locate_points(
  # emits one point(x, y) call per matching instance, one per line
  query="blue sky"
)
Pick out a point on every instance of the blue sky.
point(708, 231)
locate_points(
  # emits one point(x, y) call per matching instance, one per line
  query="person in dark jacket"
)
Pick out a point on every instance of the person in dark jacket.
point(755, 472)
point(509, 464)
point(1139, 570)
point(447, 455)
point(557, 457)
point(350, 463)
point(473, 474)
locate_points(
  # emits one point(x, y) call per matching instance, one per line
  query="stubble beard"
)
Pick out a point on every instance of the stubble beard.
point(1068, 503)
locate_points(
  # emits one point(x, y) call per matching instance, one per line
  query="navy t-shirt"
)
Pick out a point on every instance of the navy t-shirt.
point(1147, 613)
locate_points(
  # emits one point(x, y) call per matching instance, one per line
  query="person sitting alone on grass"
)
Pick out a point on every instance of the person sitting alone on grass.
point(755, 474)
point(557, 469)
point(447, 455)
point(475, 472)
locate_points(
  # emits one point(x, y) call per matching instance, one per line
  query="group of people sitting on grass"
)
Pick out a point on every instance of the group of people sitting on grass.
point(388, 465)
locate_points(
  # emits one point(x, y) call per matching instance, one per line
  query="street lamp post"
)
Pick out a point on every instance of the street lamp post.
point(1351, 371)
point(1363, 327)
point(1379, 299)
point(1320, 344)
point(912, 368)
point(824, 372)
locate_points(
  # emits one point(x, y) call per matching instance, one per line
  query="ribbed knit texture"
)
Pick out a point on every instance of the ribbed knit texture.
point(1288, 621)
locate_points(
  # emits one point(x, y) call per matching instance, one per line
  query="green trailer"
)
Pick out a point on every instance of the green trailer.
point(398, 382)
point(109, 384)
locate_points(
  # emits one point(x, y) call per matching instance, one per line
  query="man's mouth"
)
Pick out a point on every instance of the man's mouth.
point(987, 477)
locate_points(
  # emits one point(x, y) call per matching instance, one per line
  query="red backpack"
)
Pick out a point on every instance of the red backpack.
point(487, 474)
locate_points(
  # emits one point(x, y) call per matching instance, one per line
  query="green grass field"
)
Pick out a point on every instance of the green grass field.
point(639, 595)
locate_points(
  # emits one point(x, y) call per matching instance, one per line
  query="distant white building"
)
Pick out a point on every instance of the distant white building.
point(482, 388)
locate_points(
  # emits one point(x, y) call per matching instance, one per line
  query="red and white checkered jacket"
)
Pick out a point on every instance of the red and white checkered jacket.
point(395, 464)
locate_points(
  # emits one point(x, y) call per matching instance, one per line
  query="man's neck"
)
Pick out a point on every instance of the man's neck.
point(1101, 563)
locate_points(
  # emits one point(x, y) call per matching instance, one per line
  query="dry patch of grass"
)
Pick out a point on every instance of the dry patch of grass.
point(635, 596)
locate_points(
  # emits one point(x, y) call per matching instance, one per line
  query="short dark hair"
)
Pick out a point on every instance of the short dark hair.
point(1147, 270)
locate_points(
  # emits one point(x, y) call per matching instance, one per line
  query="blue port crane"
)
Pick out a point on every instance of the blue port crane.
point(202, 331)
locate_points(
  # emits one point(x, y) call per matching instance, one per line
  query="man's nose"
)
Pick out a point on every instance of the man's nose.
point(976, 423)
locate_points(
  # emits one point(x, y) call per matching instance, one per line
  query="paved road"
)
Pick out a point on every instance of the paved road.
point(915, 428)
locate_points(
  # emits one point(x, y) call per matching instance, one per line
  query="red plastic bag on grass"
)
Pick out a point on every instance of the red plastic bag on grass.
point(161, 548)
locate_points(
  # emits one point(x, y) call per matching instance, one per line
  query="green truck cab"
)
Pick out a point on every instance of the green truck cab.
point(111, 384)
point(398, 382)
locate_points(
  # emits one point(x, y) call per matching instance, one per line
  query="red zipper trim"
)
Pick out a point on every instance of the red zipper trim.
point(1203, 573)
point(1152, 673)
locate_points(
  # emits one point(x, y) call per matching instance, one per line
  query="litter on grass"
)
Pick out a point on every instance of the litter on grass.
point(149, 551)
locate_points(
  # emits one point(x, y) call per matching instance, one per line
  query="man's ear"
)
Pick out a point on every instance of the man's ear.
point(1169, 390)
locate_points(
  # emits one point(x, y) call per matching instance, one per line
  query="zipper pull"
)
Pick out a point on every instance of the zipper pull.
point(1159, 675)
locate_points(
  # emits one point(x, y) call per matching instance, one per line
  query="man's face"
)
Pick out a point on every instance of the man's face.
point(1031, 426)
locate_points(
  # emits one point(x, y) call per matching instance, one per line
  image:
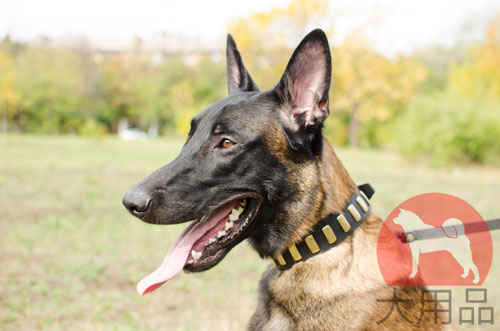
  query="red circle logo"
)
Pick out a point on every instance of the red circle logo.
point(434, 239)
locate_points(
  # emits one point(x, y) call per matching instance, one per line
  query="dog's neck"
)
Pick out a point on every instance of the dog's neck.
point(335, 188)
point(336, 182)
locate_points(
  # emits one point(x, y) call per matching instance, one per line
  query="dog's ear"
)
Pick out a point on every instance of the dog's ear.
point(238, 78)
point(303, 89)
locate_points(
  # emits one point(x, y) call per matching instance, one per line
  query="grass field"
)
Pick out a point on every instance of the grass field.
point(70, 255)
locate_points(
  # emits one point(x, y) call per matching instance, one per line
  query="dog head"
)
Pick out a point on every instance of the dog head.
point(248, 166)
point(407, 219)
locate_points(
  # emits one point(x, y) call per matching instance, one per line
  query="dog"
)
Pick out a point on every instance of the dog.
point(256, 166)
point(454, 241)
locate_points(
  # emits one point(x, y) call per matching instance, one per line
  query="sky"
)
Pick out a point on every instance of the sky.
point(392, 26)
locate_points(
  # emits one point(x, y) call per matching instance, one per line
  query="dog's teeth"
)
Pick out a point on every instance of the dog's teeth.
point(196, 255)
point(235, 213)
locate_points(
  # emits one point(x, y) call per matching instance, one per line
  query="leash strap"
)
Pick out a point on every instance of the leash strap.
point(330, 231)
point(439, 232)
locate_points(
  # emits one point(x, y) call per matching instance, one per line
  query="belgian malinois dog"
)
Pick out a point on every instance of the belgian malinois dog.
point(256, 166)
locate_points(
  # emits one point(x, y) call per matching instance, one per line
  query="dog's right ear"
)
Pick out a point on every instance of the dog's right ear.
point(238, 78)
point(303, 90)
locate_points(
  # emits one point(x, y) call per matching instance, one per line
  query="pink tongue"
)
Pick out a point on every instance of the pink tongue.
point(179, 252)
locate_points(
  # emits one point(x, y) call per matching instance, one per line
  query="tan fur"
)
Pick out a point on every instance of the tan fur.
point(336, 290)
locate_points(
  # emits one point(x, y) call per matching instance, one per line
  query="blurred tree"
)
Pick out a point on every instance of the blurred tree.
point(9, 95)
point(266, 39)
point(369, 86)
point(51, 87)
point(479, 74)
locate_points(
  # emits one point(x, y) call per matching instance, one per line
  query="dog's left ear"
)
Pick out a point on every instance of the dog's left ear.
point(238, 78)
point(303, 89)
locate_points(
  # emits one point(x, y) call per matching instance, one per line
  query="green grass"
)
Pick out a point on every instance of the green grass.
point(70, 255)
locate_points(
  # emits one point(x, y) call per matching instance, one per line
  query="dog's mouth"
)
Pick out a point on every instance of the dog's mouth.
point(205, 241)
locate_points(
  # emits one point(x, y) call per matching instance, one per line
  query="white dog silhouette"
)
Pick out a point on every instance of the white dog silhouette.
point(455, 242)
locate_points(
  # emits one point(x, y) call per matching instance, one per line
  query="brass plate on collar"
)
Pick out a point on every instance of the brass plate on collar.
point(281, 259)
point(311, 243)
point(295, 252)
point(329, 234)
point(354, 212)
point(343, 223)
point(362, 203)
point(366, 198)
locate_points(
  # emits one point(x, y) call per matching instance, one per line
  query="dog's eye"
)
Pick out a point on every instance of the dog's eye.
point(226, 143)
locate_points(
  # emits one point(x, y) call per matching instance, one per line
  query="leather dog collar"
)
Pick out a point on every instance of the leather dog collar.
point(329, 231)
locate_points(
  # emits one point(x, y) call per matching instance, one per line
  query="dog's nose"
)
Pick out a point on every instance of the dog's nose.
point(137, 202)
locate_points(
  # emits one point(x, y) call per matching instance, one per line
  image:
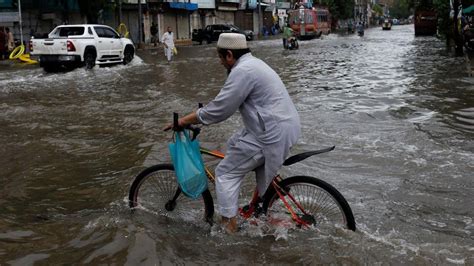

(Prompt)
Edit the records starting with the first line and going on through the line with "point(824, 372)", changing "grass" to "lawn" and leaving everything else unchanged. Return only those lines.

(Reply to the exercise)
locate_points(
  # emits one point(x, y) call per matching instance, one per line
  query="blue sky"
)
Pick out a point on every instance of the blue sky.
point(708, 231)
locate_points(
  # emits one point(x, y) call per matching instance, one per line
  query="person in dark jacket"
)
Pick out a point on every instance of the person in dark jacket.
point(755, 472)
point(509, 464)
point(1139, 570)
point(447, 455)
point(557, 457)
point(350, 463)
point(473, 474)
locate_points(
  # emits one point(x, y) call per matching instance, one per line
  query="stubble beard"
)
Pick out a point on every instance of the stubble beard.
point(1068, 503)
locate_points(
  # emits one point(x, y) call per matching instance, one per line
  query="navy t-shirt"
)
Pick out a point on every instance of the navy t-shirt.
point(1147, 613)
locate_points(
  # emits one point(x, y) call per matching instance, one per line
  query="person sitting alone on lawn"
)
Pick out a point on every instance of the person sitting alone on lawn.
point(755, 474)
point(557, 469)
point(447, 455)
point(475, 472)
locate_points(
  # emits one point(x, y) call per matching instance, one per line
  query="group of people sitting on lawn"
)
Pick out a point on every instance of the group of people sitting on lawn.
point(388, 465)
locate_points(
  # emits one point(x, y) call per matching instance, one per line
  query="street lamp post"
)
Pick out a point on every instance of the street lamp post.
point(1351, 371)
point(1363, 327)
point(1379, 299)
point(1320, 344)
point(912, 368)
point(824, 372)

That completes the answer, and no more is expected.